Task goal
Reproduce the following lines character for character, with no changes.

Data for the task
*****

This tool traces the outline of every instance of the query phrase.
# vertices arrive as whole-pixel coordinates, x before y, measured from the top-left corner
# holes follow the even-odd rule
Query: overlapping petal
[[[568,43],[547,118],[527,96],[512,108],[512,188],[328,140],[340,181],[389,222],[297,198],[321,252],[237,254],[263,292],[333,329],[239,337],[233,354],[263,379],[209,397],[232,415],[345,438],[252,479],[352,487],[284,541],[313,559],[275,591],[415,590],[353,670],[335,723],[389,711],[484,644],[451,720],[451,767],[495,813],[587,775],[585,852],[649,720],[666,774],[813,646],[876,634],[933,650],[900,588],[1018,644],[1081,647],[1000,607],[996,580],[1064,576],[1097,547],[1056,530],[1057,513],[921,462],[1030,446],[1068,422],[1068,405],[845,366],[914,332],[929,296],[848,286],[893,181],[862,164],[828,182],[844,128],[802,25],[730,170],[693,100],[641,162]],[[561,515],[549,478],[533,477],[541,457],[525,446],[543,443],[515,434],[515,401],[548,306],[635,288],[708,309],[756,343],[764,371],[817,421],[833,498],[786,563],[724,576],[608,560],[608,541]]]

*****

Answer below
This tool traces the outline of every instance of the query phrase.
# vertices arrive as whole-pixel coordinates, x before y, measured from the top-left corner
# holes follow the even-odd rule
Query: overlapping petal
[[[568,43],[547,118],[527,96],[512,108],[512,188],[328,140],[340,181],[389,222],[297,198],[321,252],[237,254],[263,292],[333,329],[239,337],[233,354],[263,379],[209,397],[232,415],[345,438],[252,479],[352,487],[284,541],[313,559],[275,591],[415,590],[353,670],[335,723],[389,711],[484,644],[451,720],[451,767],[495,813],[587,775],[585,852],[649,720],[666,774],[813,646],[876,634],[933,650],[900,588],[1018,644],[1081,647],[1000,607],[996,580],[1064,576],[1097,547],[1056,530],[1057,513],[921,462],[1030,446],[1068,422],[1068,405],[845,366],[914,332],[929,296],[848,286],[893,181],[862,164],[828,182],[844,128],[802,25],[730,170],[693,100],[641,162]],[[561,515],[549,478],[533,477],[541,457],[525,446],[543,443],[515,434],[515,401],[548,306],[635,288],[708,309],[756,343],[764,371],[817,421],[833,498],[786,563],[724,576],[608,560],[608,541]]]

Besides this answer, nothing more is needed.